- [Exercise directions]: Render the records below as a JSON list of strings, one string per line with blank lines omitted, beginning at the first line of the records and stopping after the line that contains "x=655 y=422". Include nothing past that line.

- [Dataset]:

** Start **

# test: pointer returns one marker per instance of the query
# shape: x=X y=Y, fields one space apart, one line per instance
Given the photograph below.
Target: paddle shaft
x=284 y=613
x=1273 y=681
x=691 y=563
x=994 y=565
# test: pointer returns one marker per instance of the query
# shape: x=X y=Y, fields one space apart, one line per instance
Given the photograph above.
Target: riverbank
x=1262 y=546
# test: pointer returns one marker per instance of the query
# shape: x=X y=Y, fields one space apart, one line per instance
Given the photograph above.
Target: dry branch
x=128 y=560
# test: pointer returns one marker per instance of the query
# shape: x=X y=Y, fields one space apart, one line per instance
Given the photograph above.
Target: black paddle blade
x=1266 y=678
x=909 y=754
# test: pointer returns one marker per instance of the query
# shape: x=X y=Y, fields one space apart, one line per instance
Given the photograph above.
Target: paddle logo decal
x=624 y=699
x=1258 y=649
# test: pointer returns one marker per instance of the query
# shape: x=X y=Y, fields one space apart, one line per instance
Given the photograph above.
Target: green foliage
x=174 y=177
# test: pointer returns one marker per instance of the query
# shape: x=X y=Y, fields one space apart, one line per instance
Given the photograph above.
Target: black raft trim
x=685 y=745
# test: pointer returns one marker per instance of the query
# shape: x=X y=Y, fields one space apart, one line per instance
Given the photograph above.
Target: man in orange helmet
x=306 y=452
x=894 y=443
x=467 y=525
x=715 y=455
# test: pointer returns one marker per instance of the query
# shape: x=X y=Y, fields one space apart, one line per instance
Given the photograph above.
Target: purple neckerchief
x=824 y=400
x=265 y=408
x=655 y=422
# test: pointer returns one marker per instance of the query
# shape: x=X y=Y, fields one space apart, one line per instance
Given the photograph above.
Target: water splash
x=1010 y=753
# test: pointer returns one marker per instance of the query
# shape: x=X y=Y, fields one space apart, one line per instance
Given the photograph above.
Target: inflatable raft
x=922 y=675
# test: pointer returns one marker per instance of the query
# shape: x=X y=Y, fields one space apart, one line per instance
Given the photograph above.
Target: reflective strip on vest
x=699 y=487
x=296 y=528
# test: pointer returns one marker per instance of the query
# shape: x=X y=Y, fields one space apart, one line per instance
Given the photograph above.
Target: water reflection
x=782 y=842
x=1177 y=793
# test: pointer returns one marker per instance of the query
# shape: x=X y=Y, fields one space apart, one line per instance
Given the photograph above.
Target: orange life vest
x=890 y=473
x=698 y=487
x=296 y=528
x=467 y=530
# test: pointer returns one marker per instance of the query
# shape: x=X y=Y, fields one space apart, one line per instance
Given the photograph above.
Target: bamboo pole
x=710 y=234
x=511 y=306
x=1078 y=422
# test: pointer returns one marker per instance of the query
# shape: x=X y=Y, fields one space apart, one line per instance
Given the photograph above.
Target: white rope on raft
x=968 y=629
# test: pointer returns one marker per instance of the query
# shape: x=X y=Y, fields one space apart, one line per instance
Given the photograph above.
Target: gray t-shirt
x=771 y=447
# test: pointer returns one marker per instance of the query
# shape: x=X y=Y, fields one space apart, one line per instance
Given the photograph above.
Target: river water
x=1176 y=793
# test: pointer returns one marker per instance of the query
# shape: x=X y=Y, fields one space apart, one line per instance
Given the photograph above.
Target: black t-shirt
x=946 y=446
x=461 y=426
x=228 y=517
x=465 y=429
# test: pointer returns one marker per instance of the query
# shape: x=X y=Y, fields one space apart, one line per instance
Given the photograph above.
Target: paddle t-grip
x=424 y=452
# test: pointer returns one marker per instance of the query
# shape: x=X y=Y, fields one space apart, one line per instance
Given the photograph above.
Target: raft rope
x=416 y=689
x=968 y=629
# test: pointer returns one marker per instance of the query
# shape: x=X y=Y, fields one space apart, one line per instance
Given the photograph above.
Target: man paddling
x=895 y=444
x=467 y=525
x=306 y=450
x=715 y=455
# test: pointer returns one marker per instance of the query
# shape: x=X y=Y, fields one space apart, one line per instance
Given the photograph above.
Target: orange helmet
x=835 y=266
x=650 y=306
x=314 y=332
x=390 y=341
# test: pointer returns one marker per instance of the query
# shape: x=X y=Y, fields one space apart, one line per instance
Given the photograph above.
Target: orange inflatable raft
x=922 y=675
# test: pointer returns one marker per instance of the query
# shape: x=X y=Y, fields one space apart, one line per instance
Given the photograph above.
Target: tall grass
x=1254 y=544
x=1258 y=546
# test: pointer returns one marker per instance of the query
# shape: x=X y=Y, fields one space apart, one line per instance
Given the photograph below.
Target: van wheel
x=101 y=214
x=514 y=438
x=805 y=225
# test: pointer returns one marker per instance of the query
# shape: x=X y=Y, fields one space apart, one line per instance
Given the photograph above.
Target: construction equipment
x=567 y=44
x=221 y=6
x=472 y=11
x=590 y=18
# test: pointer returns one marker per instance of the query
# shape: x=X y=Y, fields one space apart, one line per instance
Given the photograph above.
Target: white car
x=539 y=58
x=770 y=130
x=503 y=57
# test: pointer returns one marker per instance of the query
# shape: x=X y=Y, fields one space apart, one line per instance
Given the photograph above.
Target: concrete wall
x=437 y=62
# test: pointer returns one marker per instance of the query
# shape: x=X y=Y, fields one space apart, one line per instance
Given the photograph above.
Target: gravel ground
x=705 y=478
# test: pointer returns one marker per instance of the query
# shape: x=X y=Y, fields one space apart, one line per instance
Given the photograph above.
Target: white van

** End **

- [Problem solution]:
[
  "# test: pointer returns one marker per instance of the query",
  "# shape: x=X y=Y, fields one space apart, one line per instance",
  "Given the photograph below.",
  "Target: paddle shaft",
  "x=284 y=613",
  "x=1273 y=681",
  "x=691 y=563",
  "x=994 y=565",
  "# test: pointer returns one marker per instance of the query",
  "# shape: x=X y=Y, fields one space apart, one line per instance",
  "Given the photograph above.",
  "Target: riverbank",
  "x=1262 y=546",
  "# test: pointer returns one marker per instance of the query",
  "# shape: x=X y=Y, fields one space apart, one line per instance",
  "Given the photograph above.",
  "Target: dry branch",
  "x=128 y=560",
  "# test: pointer returns one marker per instance of the query",
  "# shape: x=X y=Y, fields one space apart, one line per instance",
  "Given the photograph above.",
  "Target: black paddle blade",
  "x=1266 y=678",
  "x=909 y=754",
  "# test: pointer returns one marker per instance of the query",
  "# shape: x=X y=Y, fields one space apart, one line per instance",
  "Given the photograph above.",
  "Target: paddle logo decal",
  "x=624 y=699",
  "x=1258 y=649",
  "# test: pointer returns one marker per instance of the query",
  "# shape: x=X y=Y, fields one space apart, one line per instance",
  "Given the photograph above.",
  "Target: green foliage",
  "x=174 y=177",
  "# test: pointer returns one marker per instance of the query",
  "# shape: x=X y=Y, fields one space apart, one line per instance",
  "Given the photograph above.",
  "Target: black raft trim",
  "x=685 y=745",
  "# test: pointer returns one marker per instance of the query",
  "# shape: x=X y=Y, fields one space apart, one line per instance",
  "Given the photograph above.",
  "Target: man in orange helmet",
  "x=306 y=452",
  "x=894 y=443",
  "x=467 y=525",
  "x=715 y=455",
  "# test: pointer returns one marker per instance of the query",
  "# shape: x=X y=Y, fields one space apart, one line per instance",
  "Given the photograph above.",
  "Target: purple neckerchief",
  "x=824 y=400",
  "x=265 y=408",
  "x=655 y=422"
]